▸ WHAT THE EXERCISE ASKS: Copy out the data below as written; omit any images.

▸ SUPPLIED RECORDS:
____

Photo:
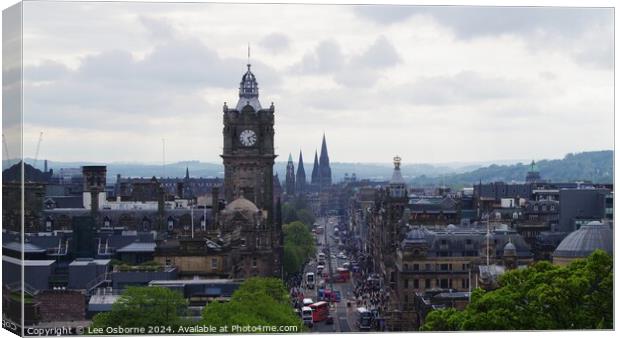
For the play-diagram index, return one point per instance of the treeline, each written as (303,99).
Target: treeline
(299,242)
(542,297)
(258,302)
(595,166)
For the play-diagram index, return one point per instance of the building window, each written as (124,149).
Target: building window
(444,283)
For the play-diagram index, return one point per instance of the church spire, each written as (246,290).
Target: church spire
(248,90)
(325,169)
(300,178)
(290,176)
(315,169)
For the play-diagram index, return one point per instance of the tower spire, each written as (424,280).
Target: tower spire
(290,176)
(300,179)
(325,169)
(315,169)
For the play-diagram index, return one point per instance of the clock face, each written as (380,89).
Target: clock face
(247,137)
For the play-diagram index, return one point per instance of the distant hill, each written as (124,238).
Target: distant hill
(596,166)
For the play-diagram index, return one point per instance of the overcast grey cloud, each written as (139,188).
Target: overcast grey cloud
(107,81)
(465,87)
(327,57)
(275,42)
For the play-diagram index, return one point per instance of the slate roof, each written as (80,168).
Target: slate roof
(582,242)
(455,241)
(138,247)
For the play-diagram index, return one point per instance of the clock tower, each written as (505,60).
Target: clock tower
(249,148)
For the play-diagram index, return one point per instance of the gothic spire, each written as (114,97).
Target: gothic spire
(315,169)
(290,176)
(325,169)
(300,178)
(248,91)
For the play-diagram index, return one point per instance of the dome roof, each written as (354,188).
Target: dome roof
(418,235)
(582,242)
(510,249)
(241,204)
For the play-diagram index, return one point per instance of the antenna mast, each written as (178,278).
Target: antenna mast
(6,151)
(36,154)
(163,152)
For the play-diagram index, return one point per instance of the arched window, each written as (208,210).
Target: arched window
(49,224)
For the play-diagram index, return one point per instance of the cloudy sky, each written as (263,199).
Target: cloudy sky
(107,81)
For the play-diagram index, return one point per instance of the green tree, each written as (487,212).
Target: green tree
(299,243)
(143,307)
(542,297)
(293,258)
(258,301)
(297,210)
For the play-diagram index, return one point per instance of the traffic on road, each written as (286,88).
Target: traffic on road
(333,294)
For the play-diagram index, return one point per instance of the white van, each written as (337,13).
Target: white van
(306,315)
(307,301)
(310,280)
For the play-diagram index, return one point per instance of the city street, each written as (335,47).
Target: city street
(344,316)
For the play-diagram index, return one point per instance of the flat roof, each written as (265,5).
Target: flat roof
(27,247)
(138,247)
(84,262)
(30,262)
(195,281)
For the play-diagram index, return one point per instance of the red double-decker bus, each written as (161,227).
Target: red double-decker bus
(320,311)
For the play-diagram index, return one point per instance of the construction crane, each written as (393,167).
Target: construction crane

____

▸ EXERCISE ANSWER:
Photo:
For the play-diagram index, return one point per instance of the treeline, each written as (303,99).
Target: treeline
(299,242)
(542,297)
(258,302)
(595,166)
For the play-diagram index, return one point per instance of the building window, each written as (124,149).
Target: building window
(444,283)
For the play-diagram index, return one point per instance of the church spire, each written as (246,290).
Target: church spire
(248,90)
(325,169)
(300,178)
(290,176)
(315,169)
For the play-diagram index, return one point per instance of the tower spire, each written as (424,280).
Target: tower spire
(290,176)
(300,179)
(325,169)
(315,169)
For the play-diagram index, return one point per instance of the clock face, each written as (380,89).
Target: clock face
(247,137)
For the play-diagram index, return one point per instance of the distant hill, each written as (124,238).
Target: distant hill
(596,166)
For the play-diagram index, return one point per instance of the overcast grey cloud, each written as (139,188).
Target: overcast grey cloud
(107,81)
(465,87)
(327,57)
(275,42)
For the play-diagram index, return one point per instance of the slate roof, each written as (80,168).
Target: slate roof
(582,242)
(455,241)
(138,247)
For the play-diagram index, return one point per instance of the clock tower, each written as (505,60).
Target: clock tower
(249,148)
For the play-diagram index, return one point per instance of the gothic spire, each written as (114,97).
Target: gothic spire
(315,169)
(290,176)
(325,169)
(300,178)
(248,91)
For the play-diagram index, return one point per instance of the dome roof, each written as (354,188).
Target: dome roof
(418,235)
(582,242)
(510,249)
(241,204)
For the play-diagram index, return one point per instance of the antenna mast, each written as (178,278).
Target: antenna mast
(6,151)
(36,154)
(163,152)
For the play-diagram index, return one point per instance of the arched window, each written as (208,210).
Target: arched window
(49,224)
For the play-diagram index, return one point per instance of the cloudy sky, each written as (263,199).
Target: cloudy sky
(107,81)
For the play-diagram index, return one point per instance of the green tree, each written as (487,212).
Target: green tree
(299,243)
(143,307)
(542,297)
(293,258)
(258,301)
(297,210)
For the play-diagram index, return one point per instance of the traffic on road, each written as (286,88).
Target: traffic on road
(333,294)
For the play-diagram index, return one point per instance of the white van, each written as (337,13).
Target: white van
(306,315)
(307,301)
(310,280)
For the play-diagram index, return one point per instance of the city street, each written as (335,47).
Target: city street
(344,316)
For the play-diagram index, return one point per instance of the flat roof, each written as (265,5).
Target: flat roof
(27,247)
(138,247)
(84,262)
(30,262)
(195,281)
For the play-diagram index, return one point per instance of the red double-decker bus, each written as (161,227).
Target: red double-decker bus
(320,311)
For the play-diagram index, return one point per instance of the construction crane, each written as (393,167).
Target: construction crane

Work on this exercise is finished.